'''

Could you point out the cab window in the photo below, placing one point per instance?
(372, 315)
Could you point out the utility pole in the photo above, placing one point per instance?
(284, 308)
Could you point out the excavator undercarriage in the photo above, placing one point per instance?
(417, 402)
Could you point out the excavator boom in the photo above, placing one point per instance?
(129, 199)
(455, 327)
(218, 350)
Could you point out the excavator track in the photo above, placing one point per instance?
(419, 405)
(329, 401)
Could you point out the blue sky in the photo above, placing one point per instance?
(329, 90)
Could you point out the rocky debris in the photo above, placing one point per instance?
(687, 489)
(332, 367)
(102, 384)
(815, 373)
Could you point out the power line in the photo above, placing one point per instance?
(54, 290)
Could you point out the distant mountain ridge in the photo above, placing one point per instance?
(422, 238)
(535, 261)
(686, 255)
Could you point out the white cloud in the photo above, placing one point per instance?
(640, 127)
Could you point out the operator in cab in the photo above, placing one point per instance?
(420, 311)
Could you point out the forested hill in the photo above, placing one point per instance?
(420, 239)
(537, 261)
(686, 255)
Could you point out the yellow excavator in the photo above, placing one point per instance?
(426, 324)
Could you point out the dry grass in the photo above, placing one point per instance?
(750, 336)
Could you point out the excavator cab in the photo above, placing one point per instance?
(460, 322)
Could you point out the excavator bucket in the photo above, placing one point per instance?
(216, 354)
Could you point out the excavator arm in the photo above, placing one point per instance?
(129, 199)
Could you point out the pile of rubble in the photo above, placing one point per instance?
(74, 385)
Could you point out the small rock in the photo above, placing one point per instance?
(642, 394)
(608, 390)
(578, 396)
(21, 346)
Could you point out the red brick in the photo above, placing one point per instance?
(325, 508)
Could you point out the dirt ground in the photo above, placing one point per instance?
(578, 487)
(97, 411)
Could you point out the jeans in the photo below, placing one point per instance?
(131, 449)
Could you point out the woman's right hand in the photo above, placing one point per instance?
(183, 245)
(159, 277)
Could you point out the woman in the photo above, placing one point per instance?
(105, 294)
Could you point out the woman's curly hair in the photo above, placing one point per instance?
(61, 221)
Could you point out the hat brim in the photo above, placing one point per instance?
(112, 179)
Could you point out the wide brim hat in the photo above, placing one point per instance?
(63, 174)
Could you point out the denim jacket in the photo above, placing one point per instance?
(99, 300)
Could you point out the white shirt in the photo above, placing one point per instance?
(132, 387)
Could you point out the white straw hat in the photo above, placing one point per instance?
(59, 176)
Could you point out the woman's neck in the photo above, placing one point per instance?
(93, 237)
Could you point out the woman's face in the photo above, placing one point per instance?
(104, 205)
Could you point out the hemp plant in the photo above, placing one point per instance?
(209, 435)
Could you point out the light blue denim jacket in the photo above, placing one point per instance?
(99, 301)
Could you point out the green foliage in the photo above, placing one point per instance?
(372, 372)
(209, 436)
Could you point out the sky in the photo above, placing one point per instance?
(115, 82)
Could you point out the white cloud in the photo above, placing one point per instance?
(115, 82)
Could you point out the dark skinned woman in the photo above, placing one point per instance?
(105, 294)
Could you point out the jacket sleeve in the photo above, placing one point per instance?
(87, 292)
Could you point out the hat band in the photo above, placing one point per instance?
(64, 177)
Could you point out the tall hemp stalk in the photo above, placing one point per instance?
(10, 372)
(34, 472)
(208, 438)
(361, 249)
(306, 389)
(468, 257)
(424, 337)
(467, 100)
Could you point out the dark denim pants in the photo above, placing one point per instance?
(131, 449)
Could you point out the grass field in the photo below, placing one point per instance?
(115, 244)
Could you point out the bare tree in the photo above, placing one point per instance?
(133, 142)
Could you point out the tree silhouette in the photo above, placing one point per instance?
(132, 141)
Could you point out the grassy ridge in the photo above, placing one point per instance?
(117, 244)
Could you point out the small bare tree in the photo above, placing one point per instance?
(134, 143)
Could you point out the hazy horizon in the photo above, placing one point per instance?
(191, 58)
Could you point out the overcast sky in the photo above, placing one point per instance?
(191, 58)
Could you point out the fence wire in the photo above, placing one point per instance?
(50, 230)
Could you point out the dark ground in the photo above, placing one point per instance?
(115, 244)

'''

(What the task asks) Nothing should be left out: repeat all of the data exactly.

(Answer box)
Could you point out the cab window in the photo below, placing one point per instance?
(372, 315)
Could you point out the utility pole in the photo above, placing one point per instance?
(284, 308)
Could you point out the excavator undercarriage in the photo above, placing one point per instance?
(417, 402)
Could you point out the excavator boom in the photo above, placing one point per instance?
(129, 199)
(455, 327)
(218, 350)
Could you point out the excavator track in the photo above, placing one point per instance?
(419, 405)
(329, 401)
Could you point out the blue sky in the photo above, placing one point per instance?
(329, 90)
Could you point out the rocky debris in the photo above, placing one point per instance?
(687, 489)
(332, 367)
(102, 384)
(815, 373)
Could you point out the power line in the photo above, placing one point per instance?
(54, 290)
Could you point out the distant mountain ridge in the photo above, placing one point per instance?
(422, 238)
(535, 261)
(686, 255)
Could you point out the white cloud in the photo above, placing one point per instance?
(640, 127)
Could you point out the operator in cab in the photo above, placing one point per instance?
(420, 311)
Could you point out the forested hill in the photo above, placing one point per instance?
(420, 239)
(537, 261)
(686, 255)
Could you point out the yellow excavator in the photo above, placing one point per instance?
(426, 324)
Could you point out the dry grass in the photo above, placing one point per instance?
(750, 336)
Could you point out the excavator cab in the photo above, placing one point per instance?
(460, 322)
Could you point out the excavator bucket in the photo above, placing one point per instance?
(216, 354)
Could you point out the excavator arm in the photo above, placing one point per instance?
(129, 199)
Could you point out the pile of rubble in the photo above, placing one point per instance?
(74, 385)
Could you point out the small rock in the photo above, placing one point per instance?
(642, 394)
(608, 390)
(578, 396)
(21, 346)
Could you point out the red brick in the photo above, placing one point per instance?
(325, 508)
Could you point out the dirt ground in the photo above, placing one point per instance?
(578, 487)
(97, 411)
Could you point out the jeans in the photo below, placing one point per instance?
(131, 449)
Could you point out the woman's right hand in the photo above, placing one point per instance?
(183, 245)
(159, 277)
Could you point out the woman in the photo above, placing one point per instance?
(105, 294)
Could you point out the woman's curly hair in the photo above, placing one point per instance?
(61, 221)
Could you point out the hat brim in the photo above, placing one point per instance?
(112, 179)
Could you point out the wide brim hat in the photo above, placing one point per instance?
(63, 174)
Could you point out the denim jacket in the photo above, placing one point per instance?
(99, 300)
Could you point out the white shirt in the photo above, placing one point per instance?
(132, 387)
Could you point out the white straw hat in the photo above, placing one point per instance?
(59, 176)
Could you point out the woman's neck in the photo above, placing one point per instance?
(93, 237)
Could you point out the woman's face in the photo above, placing one point per instance?
(104, 205)
Could you point out the hemp plant in the photo above, placing one point per instance?
(209, 435)
Could you point out the light blue denim jacket in the photo above, placing one point per instance?
(99, 301)
Could you point out the green foliage in the photo above, placing one point per instance?
(372, 372)
(209, 436)
Could you point out the sky in the photo above, placing one point per instance?
(115, 82)
Could you point out the white cloud in the photo above, placing one point per instance?
(115, 82)
Could you point out the dark skinned woman in the photo above, placing one point per instance?
(105, 294)
Could you point out the jacket sleeve in the photo above, placing one point per instance?
(87, 292)
Could you point out the hat band in the photo above, placing one point per instance?
(64, 177)
Could you point out the tall hemp stalk in the photo above, placing one point per instance?
(10, 372)
(34, 472)
(208, 438)
(361, 249)
(306, 389)
(468, 257)
(424, 337)
(467, 100)
Could you point out the dark denim pants in the photo above, placing one point per instance?
(131, 449)
Could you point out the grass field in the photo below, placing one point per instance?
(115, 244)
Could you point out the bare tree in the photo above, placing one point per instance?
(133, 142)
Could you point out the tree silhouette in the photo above, placing one point per instance?
(132, 141)
Could you point out the grassy ridge in the photo above, placing one point per instance?
(117, 244)
Could you point out the small bare tree in the photo above, placing one point per instance?
(134, 143)
Could you point out the hazy horizon in the photo above, placing one point per instance?
(191, 58)
Could you point out the overcast sky in the photo above, placing one point per instance?
(191, 58)
Could you point out the fence wire in the photo above, placing one point per instance?
(50, 230)
Could you point out the dark ground in the photo above, placing one point per instance?
(115, 244)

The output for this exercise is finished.